Required work:
Continue the following message on testing data compression in NeXus v1.3.0 from the point where it stops. Do not continue the lines that come after it.

Document excerpt:
Release of NeXus v1.3.0 with data compression

Thu Dec 16 03:55:19 GMT 1999

First off--Thanks for implementing this feature so quickly!

I took some time to test the various data compression schemes on some typical
data we collect here.  The preliminary results were both very exciting and
disappointing.  I haven't been able to test an active system yet so I don't yet
know how dissappointing the results are.  Below is a description of what I found
if anyone cares to read it.

The first set of data I tested with is for a high speed (768x480 pixels/frame
image at >4Hz) acquisition system.  Due to the high speed, we can acquire
massive amounts of data in a few minutes.  This data not only needs to be stored
on the acquisition machine during acquisition, but needs to be moved over the
net to another machine for detailed analysis.  Data compression can help with
both these issues.

The data itself is mostly noise with a single round or donut shaped peak
somewhere in the image.  The noise is such that neighboring pixels are almost
always of a different value, but the range of values in the noise is very
small--4-5 counts at most.  The data is consistant enough that one would expect
nearly identical compression ratios for all images.

The second set of data is much harder to define.  Images can litterally be
anything.  The data may be very uniform over broad areas, or it may be a mess.
The data may also be ov very different image sizes.  The data rate is
considerably smaller than the first data set, but the volume for a complete set
is still very large (~1GB and expected to grow).  The data I selected was from a
recent run which used a 512x512 pixel/frame image with a pretty low level of
uniformity.

The two sets of data are from two different projects with differing data rates
but similar data volumes.  To perform the test, I wrote a simple program to read
in uncompressed files and write out compressed ones.  To test compression
ratios, I compressed a large (200) number of different files and compared file
sizes.  To test overhead, I picked a typical file and compressed it 100 times in
a row to different file names (to help eliminate caching effects).  I took as my
time the total time to compress all 100 files.

Source material:
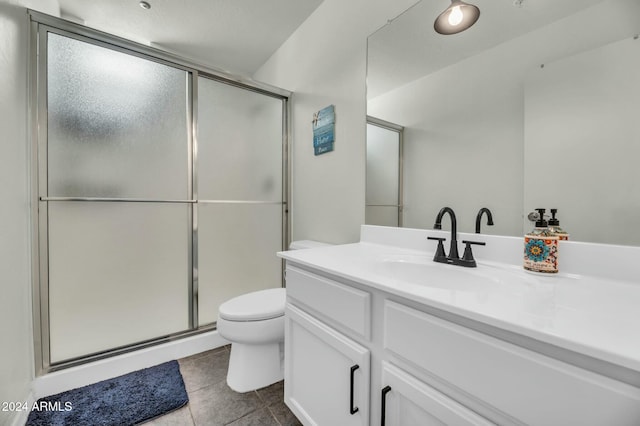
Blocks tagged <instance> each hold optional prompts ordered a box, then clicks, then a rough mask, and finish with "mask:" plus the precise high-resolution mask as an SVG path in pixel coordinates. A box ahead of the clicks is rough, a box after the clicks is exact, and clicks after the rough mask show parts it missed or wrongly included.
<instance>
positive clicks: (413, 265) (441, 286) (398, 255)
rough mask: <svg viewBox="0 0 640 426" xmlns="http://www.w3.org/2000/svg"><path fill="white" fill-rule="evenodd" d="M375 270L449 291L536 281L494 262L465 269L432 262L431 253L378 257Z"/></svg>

Answer space:
Here is a chart of my results:

Set1
Compression Type     |    time for 100 files   |     % origional file size
None                         |            4s                 |              1.00

LZW                         |            35s                |              0.18
HUF                          |            17s               |              0.19
RLE                          |             33s               |              0.50

Set2
Compression Type     |    time for 100 files   |     % origional file size
None                         |            6s                 |              1.00

LZW                         |            39s                |              0.51
HUF                          |            42s               |              0.52
RLE                          |             12s               |              1.01

It's interesting to note that in the seconds data set the RLE algorithm actuall
blew up the data rather than compressing it.  This help illustrate why one needs
to be careful which algorithm is used--it can help tremendously to know what the
data will look like in advance!

Looking at Set1, the HUF algorithm looks ideal.  It's fast and makes tiny files
for that type of data.  Just compressing the data, I could get slightly greater
the 5Hz.  This rate will of course go down in the actual acquisition program,
but I know that our data rate there is mostly disk bound.  In either event, I
think the benefits to network trafic and data storage will probably outweigh the
added overhead--even if it means loosing a few Hz in the data rate.

The other type of data we acquire is a more open question.  We don't want to
burden our users with knowing that there even is a compression scheme--let alone
which one will work best for them.  We'll need more experience to see how useful
this will be in that project.

Hope this is of some help to others.

Brian Tieman
tieman at aps.anl.gov

Ray Osborn wrote:

> Following popular demand, Mark Koennecke has updated the NeXus API to
> include data compression.  Users can choose to compress using either LZW
> (gzip), Skipping Huffman, or Run-Length Encoding algorithms.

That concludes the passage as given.